§ TESTO DI PARTENZA:
>>>>

Moda oggi: identikit di un mutante
E’ il post-moderno, bellezza, e tu non ci puoi fare niente! Mi è scappata la parafrasi della celebre battuta di Humphrey Bogart in “L’ultima minaccia”, per introdurre il tema del dove è arrivata al giorno d’oggi la moda (e i modi) come riflesso delle pulsioni della nostra società ultra-capitalistica (Dorian Gray e il suo ritratto?).
Mi colpisce sempre più, innanzitutto, il paradosso dell’immensa proposta di identità che la moda offre, nello stesso tempo annullandole, proprio perché tante/troppe (anche la deriva semantica dell’etichetta “lusso” ha contribuito non poco a tale cannibalismo). Ne consegue pure il venir meno del senso in un mondo che, vorticosamente proiettato al futuro obtorto collo, non guarda più alle sue origini con consapevolezza civile e morale. Sedotti dalla fata morgana di un superfluo infinito, di un “bling-bling” incessante, pochi – siano essi insider o consumatori – mettono in discussione la prosopopea (quella che i Greci chiamavano ùbris, tanto invisa agli dei olimpici, ormai detronizzati dagli stessi fashion guru) che alligna tra le righe dei bilanci siderali del sistema moda planetario. Prendo a prestito dal sociologo Gilles Lipovetsky le parole per definire la moda: “un modo per perpetuare una forma di pensiero mitico nel cuore delle culture mercantili e desacralizzate”.
Ma resta ancora qualcosa di mitico nella moda d’oggi?
Per fortuna la risposta è affermativa, e il merito è anche di noi italiani, che sovente sappiamo capire gli umori stilistici e, soprattutto, l’importanza degli aspetti teorici e culturali che stanno dietro la spettacolarità della moda (da molti considerata l’unico magnete di questa grande industria).
Così, se da anni alcune produzioni si collocano decise sul fronte conformista e scolastico, non rischiando nulla in guizzi o divagazioni e indulgendo alla memoria sul crinale fra creatività e sistematicità (scelta che non stigmatizzo, sia chiaro), altre hanno scelto di collocarsi nello sperimentalismo individuale, che asseconda le contaminazioni coinvolgendo anche i materiali (sempre più ibridi e tecnologici fino al virtuosismo: in ottica non tanto estetica, quanto funzionale e salutistica). Una tendenza che su entrambe le rive si è ormai consolidata è comunque il rifiuto dell’omologazione e dell’estetica globale, la voglia di recuperare il valore del lavoro artigianale, personalizzato, in cui il dettaglio conta. Mi chiedo, a questo punto, se in un futuro non lontano cadrà la parete, già parecchio assottigliata, che divide prêt-à-porter e haute couture…
Tutti si muovono pur sempre in una galassia di riferimenti culturali precisi, perfino iconografici, senza più aspirare ad esporre qualcosa di veramente nuovo sotto il sole (complice la crisi economica mondiale che ha pervaso di incertezza ogni ambito?).

<<<<

§ MATERIALE ARCHIVIATO:
>>>>

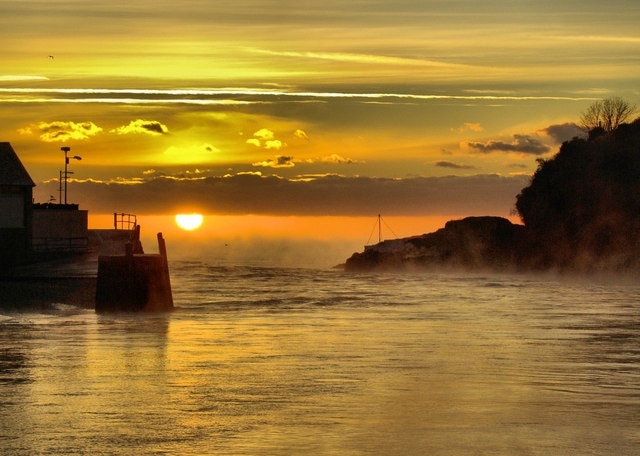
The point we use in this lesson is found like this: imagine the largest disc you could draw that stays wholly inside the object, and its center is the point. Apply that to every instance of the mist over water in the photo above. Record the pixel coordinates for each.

<<<<
>>>>

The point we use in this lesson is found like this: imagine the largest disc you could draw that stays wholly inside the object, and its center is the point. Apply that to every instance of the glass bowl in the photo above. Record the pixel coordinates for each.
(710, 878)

<<<<

§ ISTRUZIONI:
#1 Le affermazioni (a), (b) e (c) concordano con il testo sulla moda di oggi? Rispondi sì o no a ciascuna e cita alla lettera le parole del testo che lo stabiliscono.
(a) Il testo riporta una definizione della moda presa dal sociologo Gilles Lipovetsky.
(b) Secondo il testo, nella moda d'oggi non resta più nulla di mitico.
(c) Per il testo, i materiali sempre più ibridi e tecnologici rispondono soprattutto a un'ottica estetica.
#2 Scrivi il seguito del testo sulla moda di oggi, ripartendo subito dopo la sua ultima frase.
Per svolgere le consegne il materiale non serve.

§ RISPOSTE:
#1
(a) Sì: "Prendo a prestito dal sociologo Gilles Lipovetsky le parole per definire la moda"
(b) No: "Per fortuna la risposta è affermativa"
(c) No: "in ottica non tanto estetica, quanto funzionale e salutistica"

#2
Non avrei immaginato, solo qualche anno fa, che l’avanguardia dello stile sarebbe tornata a rivalutare modelli tradizionali (diciamo pure borghesi) di gusto sobrio e leggero, a recuperare la precarizzata identità maschile, a riscoprire il valore dell’eleganza. E pensare che quegli stilisti, in nome di una spontaneità ormai impossibile, avevano decostruito il mondo, per raccontarne a brandelli il disagio, femminilizzandolo e sdoganandolo sessualmente (chi non ricorda certe immagini pubblicitarie shock, ambientate in luoghi squallidi popolati di ambigue creature in apparenza dissociate mentali, sciattamente vestite?).
Da qualche tempo in qua, sulle passerelle mi pare tornata la fisicità autentica: uomini che non sono più la parodia di un maschio immaginario e donne che non giocano ancora ad interpretare una Lolita in preda a lune esistenziali.
Di questo, forse, ha davvero bisogno la moda: mutare angolo di visuale, capovolgere la prospettiva, senza mantenere intatte modalità e liturgie, facendo finta che tutto sia sempre uguale. Agli stessi membri dell’establishment si richiede questo sguardo funambolico, perché non appaiano più divisi fra irrisolte tensioni, incerti perfino su chi sia l’interlocutore a cui desiderano piacere di più.
Lo stesso dicasi per l’apparato mediatico che, mentre continua ad enfatizzare opulenza e sogno, non può più esimersi dall’ignorare “the dark side of the moon”: gli spetta di approfondire non solo gli aspetti legati all’economia del fashion business, ma anche e soprattutto (e sempre più) quelli relativi all’etica ed all’inclinazione del gusto in senso socio-culturale.
Concludo dicendo che la “macchina” della moda, ingigantitasi in pochi decenni e divenuta troppo autoriferita, insensibile alle nuove istanze e ad eventuali forme di dissenso, sta finendo per tradire l’idea di sé come organismo flessibile e aperto. Il rischio, tanto più ora che il dissesto internazionale l’ha resa più vulnerabile, è quello di perdere il controllo di questa stessa macchina (con poche leve di comando) lanciata a velocità eccessiva. Decelerare, del resto, potrebbe causare la fine per molti. Quid tum? Come uscire da questo status ansiogeno?
Ascoltare il respiro del mondo con più sensibilità, rileggere la propria storia e ponderarla alla luce dei propri ideali di uomini e di professionisti, con occhi diversi, per continuare ad immaginare una continuità nell’innovazione.
Buon Rinascimento, moda!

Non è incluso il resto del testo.